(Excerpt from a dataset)
==========

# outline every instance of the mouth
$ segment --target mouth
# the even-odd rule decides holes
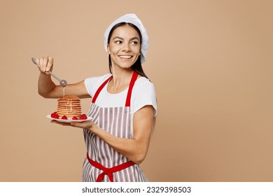
[[[119,55],[118,57],[122,59],[130,59],[133,57],[131,55]]]

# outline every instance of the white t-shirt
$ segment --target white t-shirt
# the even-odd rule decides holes
[[[93,97],[99,86],[110,76],[111,74],[105,74],[102,76],[92,77],[85,80],[85,88],[91,96]],[[117,94],[111,94],[107,91],[108,83],[100,92],[96,100],[96,104],[99,107],[120,107],[125,106],[128,88],[122,92]],[[157,114],[157,101],[155,90],[153,84],[146,78],[139,78],[133,87],[131,97],[131,116],[146,105],[151,105],[155,108],[154,115]]]
[[[85,80],[85,88],[91,97],[94,97],[97,90],[111,76],[111,74],[107,74],[102,76],[92,77]],[[96,99],[96,104],[102,108],[125,107],[129,88],[120,93],[111,94],[107,91],[107,87],[108,83],[99,92]],[[157,115],[158,104],[155,86],[146,78],[140,77],[134,83],[131,96],[130,133],[132,136],[134,136],[134,113],[147,105],[153,106],[155,109],[154,116],[155,116]]]

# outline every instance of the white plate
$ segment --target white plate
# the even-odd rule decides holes
[[[83,121],[86,121],[86,120],[90,120],[92,119],[92,117],[90,117],[90,116],[88,116],[88,119],[84,119],[84,120],[81,120],[81,119],[78,119],[78,120],[57,119],[57,118],[52,118],[51,114],[48,114],[48,115],[46,115],[46,118],[48,118],[49,119],[51,119],[51,120],[55,120],[58,121],[58,122],[67,122],[67,123],[70,123],[71,122],[83,122]]]

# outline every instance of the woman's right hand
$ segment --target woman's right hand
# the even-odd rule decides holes
[[[36,59],[36,62],[41,72],[49,74],[48,71],[52,71],[54,62],[53,57],[46,55],[43,57]]]

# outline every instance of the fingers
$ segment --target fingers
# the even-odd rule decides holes
[[[48,71],[51,71],[53,68],[54,59],[52,57],[46,55],[41,58],[36,59],[38,68],[40,71],[48,74]]]

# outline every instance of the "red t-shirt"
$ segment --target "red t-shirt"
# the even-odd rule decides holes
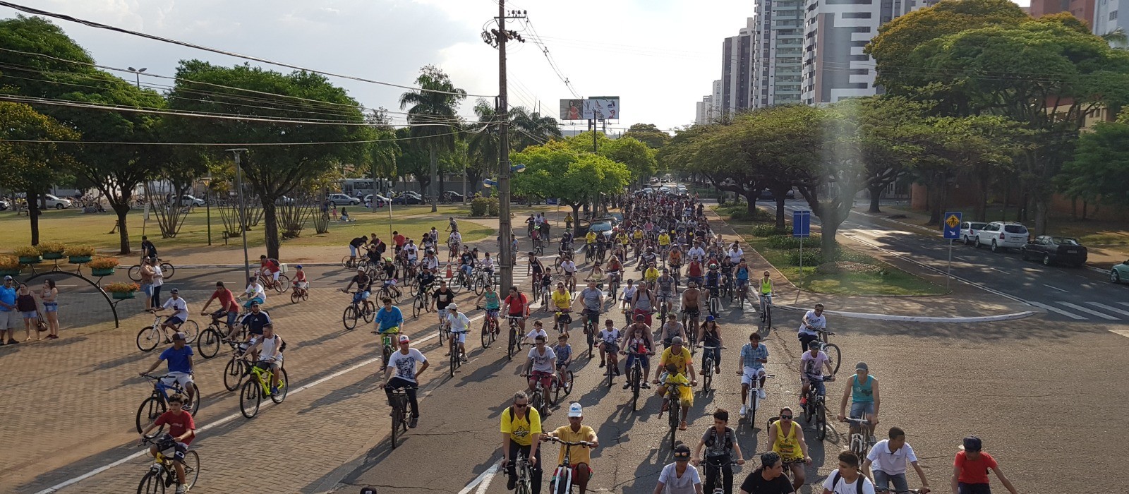
[[[988,483],[988,469],[996,468],[996,459],[986,452],[980,453],[980,458],[970,460],[964,451],[959,451],[956,453],[956,460],[953,461],[953,466],[961,469],[960,477],[956,478],[957,482],[963,482],[965,484],[987,484]]]
[[[525,314],[525,305],[530,300],[525,298],[525,293],[518,293],[518,297],[514,295],[506,297],[506,303],[509,303],[509,314],[513,316],[520,316]]]
[[[174,438],[180,438],[185,432],[195,431],[196,423],[192,421],[192,414],[181,411],[181,414],[174,414],[172,412],[165,412],[157,417],[157,425],[168,425],[168,433]],[[184,440],[185,444],[191,444],[196,434],[190,435]]]

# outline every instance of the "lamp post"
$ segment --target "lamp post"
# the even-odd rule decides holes
[[[247,209],[243,204],[243,166],[239,165],[239,153],[247,152],[245,148],[228,149],[235,155],[235,187],[239,191],[239,236],[243,237],[243,274],[251,280],[251,259],[247,256]]]

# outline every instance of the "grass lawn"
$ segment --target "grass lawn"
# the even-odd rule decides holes
[[[355,221],[348,223],[330,222],[330,231],[323,235],[314,235],[313,222],[307,223],[301,237],[282,240],[283,246],[344,246],[355,237],[370,235],[388,237],[388,210],[378,210],[375,213],[362,208],[349,208],[350,218]],[[429,205],[411,205],[393,208],[392,229],[405,233],[412,238],[419,238],[425,231],[436,227],[440,231],[447,227],[448,217],[465,217],[470,213],[469,206],[463,205],[440,205],[438,213],[431,213]],[[129,232],[131,247],[137,250],[141,244],[142,212],[133,210],[130,212]],[[105,213],[82,213],[80,210],[45,211],[40,217],[40,240],[61,241],[69,245],[91,245],[97,249],[116,250],[120,247],[119,233],[110,233],[117,217],[113,212]],[[208,215],[204,208],[195,208],[184,220],[181,232],[175,238],[160,239],[160,230],[157,227],[155,215],[150,215],[145,233],[156,240],[160,249],[177,249],[205,247],[208,245]],[[257,227],[252,227],[247,233],[247,246],[257,247],[265,244],[262,230],[262,221]],[[488,236],[497,235],[496,230],[467,220],[460,221],[463,230],[464,241],[476,241]],[[212,245],[222,246],[224,239],[220,237],[222,222],[219,213],[211,212]],[[0,250],[10,252],[16,247],[29,245],[32,241],[28,218],[17,217],[11,212],[0,213],[0,231],[5,232],[3,244]],[[228,240],[230,245],[240,245],[238,239]]]

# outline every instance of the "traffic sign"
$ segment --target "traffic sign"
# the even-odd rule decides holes
[[[961,238],[961,213],[959,211],[947,211],[945,212],[945,238],[946,239],[959,239]]]
[[[791,236],[807,238],[812,236],[812,212],[793,211],[791,213]]]

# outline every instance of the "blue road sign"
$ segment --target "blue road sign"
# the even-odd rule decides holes
[[[791,236],[807,238],[812,236],[812,212],[793,211]]]
[[[961,238],[961,213],[959,211],[946,211],[942,222],[946,239]]]

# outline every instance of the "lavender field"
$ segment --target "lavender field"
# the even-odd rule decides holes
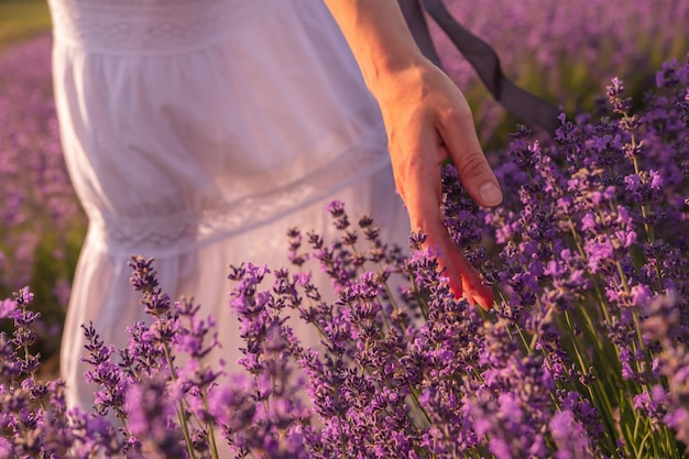
[[[40,374],[87,225],[62,157],[51,37],[0,51],[0,458],[689,457],[689,1],[447,3],[506,76],[564,111],[554,139],[517,127],[434,29],[508,190],[480,209],[444,171],[446,226],[493,309],[452,296],[424,234],[403,256],[382,222],[332,203],[339,240],[292,229],[289,269],[230,270],[247,342],[231,385],[203,360],[212,320],[132,258],[151,323],[127,349],[85,328],[90,413]],[[285,315],[324,348],[302,346]]]

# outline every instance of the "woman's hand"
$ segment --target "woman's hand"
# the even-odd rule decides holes
[[[412,229],[428,234],[457,295],[488,309],[491,288],[451,241],[440,211],[440,168],[449,156],[469,195],[482,206],[502,200],[497,181],[479,144],[469,106],[455,84],[429,62],[398,72],[376,97],[387,130],[397,189]]]
[[[482,206],[502,200],[461,91],[426,59],[396,0],[325,0],[376,98],[387,130],[397,189],[412,229],[428,234],[457,295],[489,308],[491,288],[455,247],[442,225],[440,167],[450,157],[469,195]]]

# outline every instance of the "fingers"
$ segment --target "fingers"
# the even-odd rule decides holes
[[[479,304],[482,308],[489,309],[493,304],[492,289],[482,284],[478,271],[471,266],[461,249],[455,245],[442,223],[440,159],[447,156],[447,151],[439,145],[436,134],[431,139],[425,139],[424,134],[418,133],[417,139],[422,140],[426,149],[428,145],[435,145],[437,150],[435,154],[429,155],[431,161],[417,162],[413,159],[424,156],[412,149],[409,155],[412,160],[405,163],[406,178],[401,184],[401,194],[407,206],[412,229],[427,234],[425,247],[439,252],[439,266],[445,271],[455,296],[458,298],[464,296],[471,304]]]
[[[485,160],[471,113],[457,113],[440,127],[440,135],[469,196],[484,207],[502,203],[500,185]]]

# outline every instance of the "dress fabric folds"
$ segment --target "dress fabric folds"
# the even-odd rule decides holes
[[[72,405],[92,404],[80,325],[123,347],[125,327],[146,320],[130,255],[155,258],[163,289],[214,316],[215,358],[232,371],[241,339],[230,264],[287,266],[286,230],[332,234],[333,199],[405,244],[378,105],[322,2],[50,6],[62,142],[89,217],[62,345]]]

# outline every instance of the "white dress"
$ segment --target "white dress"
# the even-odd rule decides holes
[[[132,254],[216,318],[232,367],[231,263],[287,266],[286,229],[333,232],[332,199],[405,243],[378,105],[321,1],[50,4],[62,142],[89,217],[62,348],[72,404],[92,402],[80,325],[124,346],[145,319]]]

==========

_What to work on_
Please scale the items starting at the beginning of the items and ending at the line containing "[[[119,55],[118,57],[122,59],[130,59],[133,57],[131,55]]]", both included, by restating each line with every polygon coordinate multiplied by 0.8 and rounded to a whole number (halves round up). Keep the request lines as they are and leave the pictures out.

_Exercise answer_
# outline every instance of the mouth
$ segment --target mouth
# the even-odd rule decides holes
[[[95,44],[94,46],[98,47],[104,47],[106,46],[105,44]]]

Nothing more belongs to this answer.